■ **Série d'exercices**
a: D'après l'extrait à lire, en quelle année l'agence Sopi communication a-t-elle été créée ?
b: Réécrivez, s'il vous plaît, le passage de l'extrait à lire qui s'ouvre sur les mots contenant "Des avancées" et se clôt sur "des différentes minorités.", en y remplaçant "minorités ethniques" par "communautés ethniques".

■ **Extrait à lire**
* * * *

Les premières agences d’ethnomarketing françaises

Chapitre 4 : Un essor possible du marketing ethnique en France ?

Section 2 :

Des avancées

I. Les premières agences d’ethnomarketing françaises

Les agences et les médias ethniques progressent en France, preuve que les minorités ethniques commencent à faire entendre leur voix. L’agence Sopi communication, créée en 2003, est la première à s’être lancée dans la démarche du marketing ethnique en France.

Convaincu du réel potentiel économique représenté par les minorités ethniques, l’agence s’est attelée, avec l’accord des intéressés, à établir des bases de données fiables susceptibles de dévoiler les comportements d’achats et les besoins spécifiques des différentes minorités.

Lancée par deux anciens de Publicis, Jean-Christophe Despres et Gilles Sokoudjou, Sopi souhaite adapter le marketing ethnique venu des Etats-Unis aux spécificités françaises et associer progressivement les marques à la réflexion ethnique.

En France, la loi n’interdit pas la création de bases de données comportementales «ethniques», à partir du moment où les intéressés sont d’accord.

Sopi diffuse ainsi ses questionnaires sur Internet et auprès d’un réseau connu de l’agence.

En raison de la très grande sensibilité des questions ethniques en France, l’agence a tout de même placé sa base de données sous le contrôle d’un «comité éthique» et travaille en étroite collaboration avec la Halde (Haute Autorité de lutte contre les discriminations et pour l’égalité).

* * * *

■ **Données**

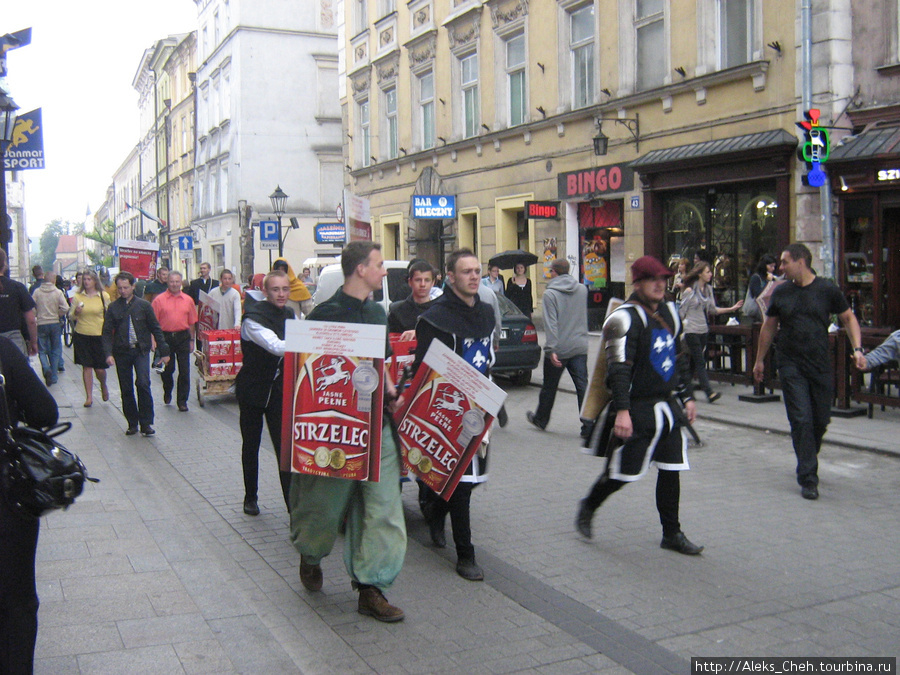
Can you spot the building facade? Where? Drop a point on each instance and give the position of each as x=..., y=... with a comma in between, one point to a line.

* * * *

■ **Réponses ci-dessous**
a: En 2003.

b:
Des avancées

I. Les premières agences d’ethnomarketing françaises

Les agences et les médias ethniques progressent en France, preuve que les communautés ethniques commencent à faire entendre leur voix. L’agence Sopi communication, créée en 2003, est la première à s’être lancée dans la démarche du marketing ethnique en France.

Convaincu du réel potentiel économique représenté par les communautés ethniques, l’agence s’est attelée, avec l’accord des intéressés, à établir des bases de données fiables susceptibles de dévoiler les comportements d’achats et les besoins spécifiques des différentes minorités.